Brano di lettura:
=======
Pensieri

Il Linguaggio nella Quarta Via

02.12.2021
“Una delle ragioni della divergenza nella nostra vita fra la linea del sapere e la linea dell’essere, in altri termini, la mancanza di com­prensione che è in parte causa e in parte effetto di questa divergenza, si trova nel linguaggio parlato dalla gente. Questo linguaggio è pieno di concetti falsi, di classificazioni false, di associazioni false. Soprattutto: le caratteristiche essenziali del pensare ordinario, la sua vacuità e la sua imprecisione fanno sì che ogni parola può avere migliaia di signi­ficati differenti, secondo il bagaglio di cui dispone colui che parla, e l’insieme di associazioni in gioco al momento stesso. Le persone non si accorgono quanto il loro linguaggio sia soggettivo e quanto le cose ­che dicono siano diverse, benché impieghino tutti le stesse parole. Non vedono che ognuno parla una lingua sua propria, non compren­dendo affatto o solo in modo vago quella degli altri, e non avendo la minima idea del fatto che gli altri parlano sempre in una lingua a loro sconosciuta. Le persone sono assolutamente convinte di avere una lingua comune e di comprendersi reciprocamente, ma, in realtà, questa convinzione non ha il minimo fondamento. Le parole delle quali fanno uso sono adattate ai bisogni della vita pratica; possono in tal modo scambiarsi delle informazioni di carattere pratico, ma non appena pas­sano in un campo un po’ più complesso, si smarriscono e cessano di comprendersi, benché non se ne rendano conto. Le persone credono spesso, o addirittura sempre, di comprendersi o comunque immaginano che potrebbero comprendersi se soltanto volessero darsene la pena; immaginano anche di comprendere gli autori dei libri che leggono e di non essere le sole capaci di questo. È ancora una delle illusioni che si fanno e in mezzo alle quali vivono.
=======
Righe fornite:
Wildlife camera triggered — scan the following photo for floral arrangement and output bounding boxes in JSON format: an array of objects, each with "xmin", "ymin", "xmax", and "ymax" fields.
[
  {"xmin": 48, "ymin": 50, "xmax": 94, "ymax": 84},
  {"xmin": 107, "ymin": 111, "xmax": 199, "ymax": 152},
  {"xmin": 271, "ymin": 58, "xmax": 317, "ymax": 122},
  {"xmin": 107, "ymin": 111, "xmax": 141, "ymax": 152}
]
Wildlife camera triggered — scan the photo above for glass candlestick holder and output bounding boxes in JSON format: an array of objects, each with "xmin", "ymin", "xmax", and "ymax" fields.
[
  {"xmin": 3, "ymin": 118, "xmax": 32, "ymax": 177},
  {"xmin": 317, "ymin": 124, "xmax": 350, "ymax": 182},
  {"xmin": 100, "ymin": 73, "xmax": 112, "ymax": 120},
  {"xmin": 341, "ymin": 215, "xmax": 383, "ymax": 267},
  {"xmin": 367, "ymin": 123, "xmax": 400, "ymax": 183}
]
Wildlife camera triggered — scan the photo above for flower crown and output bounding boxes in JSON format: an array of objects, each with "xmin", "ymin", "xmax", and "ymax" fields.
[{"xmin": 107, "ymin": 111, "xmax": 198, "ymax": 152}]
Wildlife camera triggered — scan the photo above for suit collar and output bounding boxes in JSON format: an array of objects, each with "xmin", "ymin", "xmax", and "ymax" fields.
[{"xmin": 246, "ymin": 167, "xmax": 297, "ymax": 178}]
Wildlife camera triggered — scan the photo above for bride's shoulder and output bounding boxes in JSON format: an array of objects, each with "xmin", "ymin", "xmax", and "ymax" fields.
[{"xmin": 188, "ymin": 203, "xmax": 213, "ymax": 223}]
=======
Problema assegnato A: Elenca le tre cose false di cui, secondo il brano sul linguaggio, è pieno il linguaggio parlato dalla gente.
Problema assegnato B: Secondo il brano sul linguaggio, a quali bisogni sono adattate le parole usate dalle persone?
Le righe provengono da una fonte diversa.

Soluzione svolta A: Concetti falsi, classificazioni false, associazioni false.

Soluzione svolta B: Ai bisogni della vita pratica.